Please pull every line from the listing below that contains the word "woman", and copy each one out in full.

========

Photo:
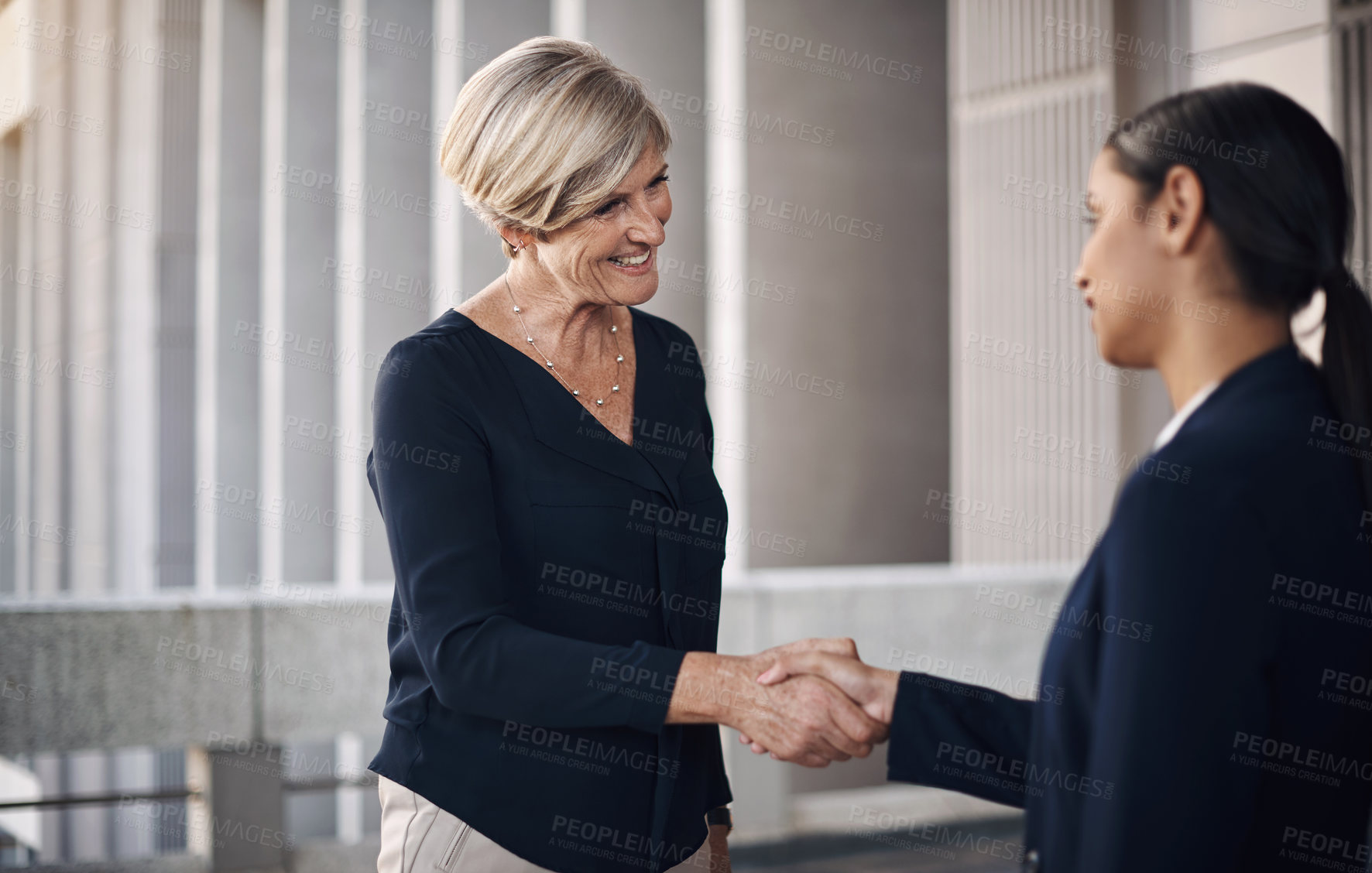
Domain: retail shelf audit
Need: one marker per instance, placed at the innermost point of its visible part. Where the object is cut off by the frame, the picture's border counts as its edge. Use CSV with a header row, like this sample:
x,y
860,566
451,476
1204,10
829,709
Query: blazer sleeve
x,y
958,736
1172,705
433,480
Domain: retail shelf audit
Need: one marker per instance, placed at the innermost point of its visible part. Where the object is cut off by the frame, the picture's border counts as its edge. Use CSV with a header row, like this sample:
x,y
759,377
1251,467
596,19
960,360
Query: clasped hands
x,y
807,702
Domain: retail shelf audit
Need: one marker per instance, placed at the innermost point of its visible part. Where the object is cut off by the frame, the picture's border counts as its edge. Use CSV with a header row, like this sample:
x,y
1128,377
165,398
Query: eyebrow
x,y
620,193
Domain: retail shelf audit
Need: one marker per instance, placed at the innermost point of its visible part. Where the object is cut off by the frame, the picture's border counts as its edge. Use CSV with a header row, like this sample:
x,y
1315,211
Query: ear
x,y
1182,204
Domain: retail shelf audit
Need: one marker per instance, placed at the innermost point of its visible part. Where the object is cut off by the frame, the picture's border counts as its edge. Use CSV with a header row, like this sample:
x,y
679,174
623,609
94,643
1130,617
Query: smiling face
x,y
611,255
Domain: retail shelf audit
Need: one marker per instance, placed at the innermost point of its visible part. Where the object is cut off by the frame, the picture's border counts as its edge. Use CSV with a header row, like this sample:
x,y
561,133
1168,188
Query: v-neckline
x,y
638,371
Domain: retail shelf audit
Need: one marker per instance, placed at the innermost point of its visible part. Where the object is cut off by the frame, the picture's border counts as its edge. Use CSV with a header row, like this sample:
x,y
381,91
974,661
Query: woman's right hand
x,y
806,720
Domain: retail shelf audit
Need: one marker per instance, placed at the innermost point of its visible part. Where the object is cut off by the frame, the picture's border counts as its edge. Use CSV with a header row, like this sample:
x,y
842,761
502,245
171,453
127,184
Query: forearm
x,y
504,669
712,690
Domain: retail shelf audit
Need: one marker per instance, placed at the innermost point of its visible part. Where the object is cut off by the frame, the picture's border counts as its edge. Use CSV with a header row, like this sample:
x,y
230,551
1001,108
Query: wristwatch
x,y
721,816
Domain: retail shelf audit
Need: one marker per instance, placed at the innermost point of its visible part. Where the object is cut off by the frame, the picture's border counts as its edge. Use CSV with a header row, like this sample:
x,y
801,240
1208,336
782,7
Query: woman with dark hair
x,y
1215,652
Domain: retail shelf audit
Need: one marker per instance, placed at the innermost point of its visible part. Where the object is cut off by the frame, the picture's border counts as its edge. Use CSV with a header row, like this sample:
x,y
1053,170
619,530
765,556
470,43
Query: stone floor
x,y
981,847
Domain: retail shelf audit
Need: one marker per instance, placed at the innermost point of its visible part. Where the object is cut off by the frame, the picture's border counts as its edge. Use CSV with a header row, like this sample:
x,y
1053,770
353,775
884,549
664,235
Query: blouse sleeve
x,y
430,466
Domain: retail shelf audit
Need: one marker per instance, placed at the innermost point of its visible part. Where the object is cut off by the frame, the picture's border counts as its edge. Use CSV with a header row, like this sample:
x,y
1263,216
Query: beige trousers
x,y
419,837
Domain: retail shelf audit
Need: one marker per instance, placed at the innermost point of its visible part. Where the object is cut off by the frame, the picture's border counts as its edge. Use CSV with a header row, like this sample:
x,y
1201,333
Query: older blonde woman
x,y
544,466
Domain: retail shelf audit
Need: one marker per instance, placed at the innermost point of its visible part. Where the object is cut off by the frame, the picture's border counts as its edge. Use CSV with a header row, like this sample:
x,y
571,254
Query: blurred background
x,y
218,215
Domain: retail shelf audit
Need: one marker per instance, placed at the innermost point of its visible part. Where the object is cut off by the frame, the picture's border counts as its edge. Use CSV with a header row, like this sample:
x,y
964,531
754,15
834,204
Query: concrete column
x,y
48,341
446,236
1021,108
138,184
176,270
353,407
302,204
91,324
228,284
726,251
17,291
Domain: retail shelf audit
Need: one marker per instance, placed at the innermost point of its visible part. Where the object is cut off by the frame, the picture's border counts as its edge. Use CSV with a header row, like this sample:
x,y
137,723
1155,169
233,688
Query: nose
x,y
647,227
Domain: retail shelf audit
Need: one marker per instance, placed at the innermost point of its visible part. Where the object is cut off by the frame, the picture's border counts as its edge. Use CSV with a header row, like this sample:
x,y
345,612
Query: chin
x,y
638,293
1119,355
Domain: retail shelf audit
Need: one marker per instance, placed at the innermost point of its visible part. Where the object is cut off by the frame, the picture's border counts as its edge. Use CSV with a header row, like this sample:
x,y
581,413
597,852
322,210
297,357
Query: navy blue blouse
x,y
1208,683
549,579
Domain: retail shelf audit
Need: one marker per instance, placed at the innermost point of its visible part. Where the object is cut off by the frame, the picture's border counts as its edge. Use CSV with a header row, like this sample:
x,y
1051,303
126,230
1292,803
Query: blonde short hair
x,y
545,132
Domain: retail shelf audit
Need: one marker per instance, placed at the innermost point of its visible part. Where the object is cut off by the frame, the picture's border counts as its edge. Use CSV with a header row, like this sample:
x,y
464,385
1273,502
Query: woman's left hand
x,y
719,849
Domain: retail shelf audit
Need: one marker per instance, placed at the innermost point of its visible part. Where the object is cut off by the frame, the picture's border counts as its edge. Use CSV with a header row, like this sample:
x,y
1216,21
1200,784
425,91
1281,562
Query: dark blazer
x,y
1213,658
549,580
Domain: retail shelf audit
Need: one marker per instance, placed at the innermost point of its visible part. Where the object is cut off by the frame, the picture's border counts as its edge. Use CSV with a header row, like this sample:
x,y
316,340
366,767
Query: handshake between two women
x,y
808,702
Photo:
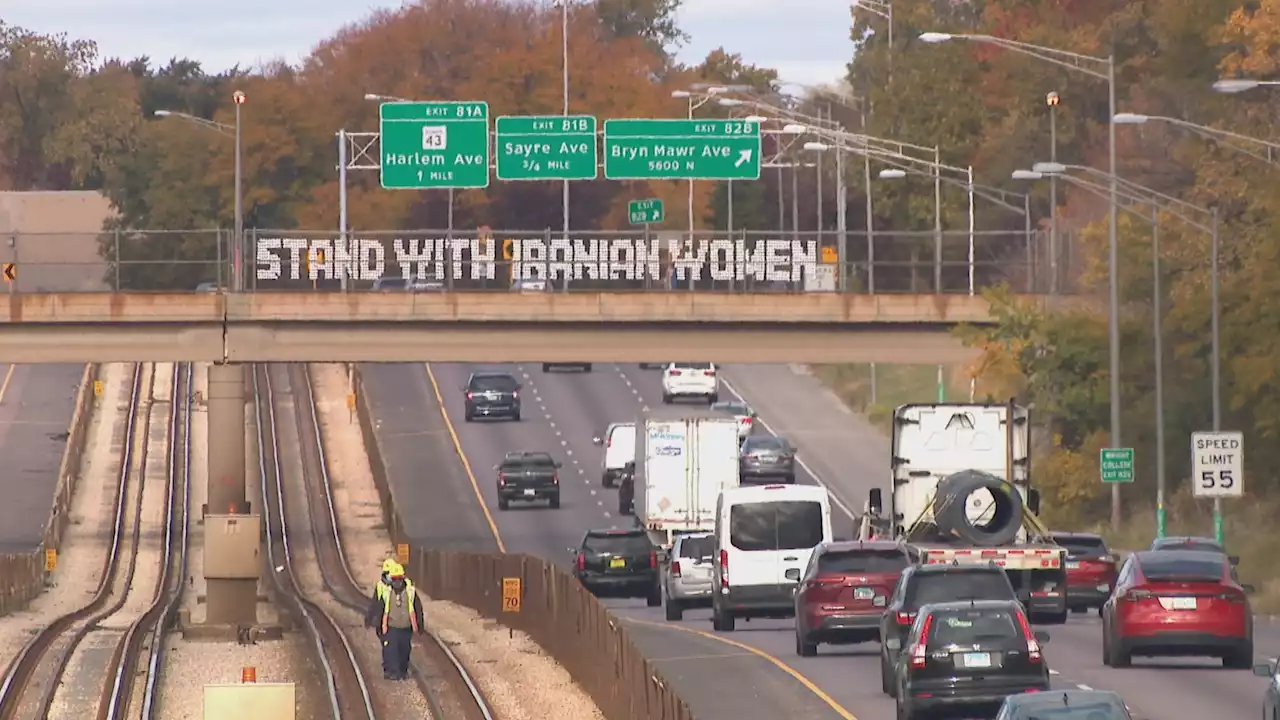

========

* _Answer to this problem_:
Query: woman's right hand
Query: woman with dark hair
Query: older blonde woman
Query: woman's left hand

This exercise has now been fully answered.